▶ **Exercise requirements**
Find every line in the data below that contains the string "Target", and copy each of those lines in full. Case matters.

▶ **Dataset excerpts**
=-=-=

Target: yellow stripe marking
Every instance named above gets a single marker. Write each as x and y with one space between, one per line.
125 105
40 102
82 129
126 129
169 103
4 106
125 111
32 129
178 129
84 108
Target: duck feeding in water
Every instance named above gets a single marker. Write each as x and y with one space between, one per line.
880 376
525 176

=-=-=

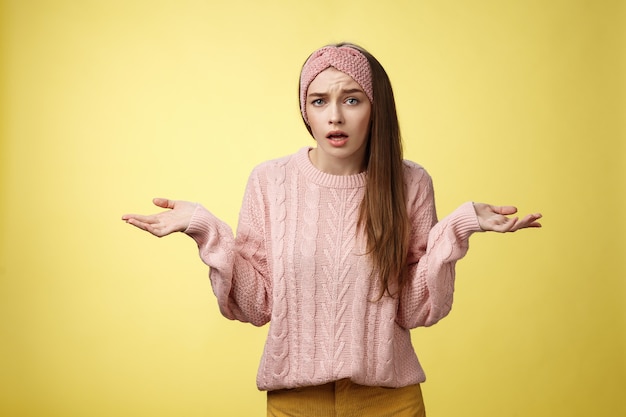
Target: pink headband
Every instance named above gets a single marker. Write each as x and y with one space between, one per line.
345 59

=-=-=

▶ **Written response**
Target: yellow stripe marking
Target: duck feeding in water
Target: pink headband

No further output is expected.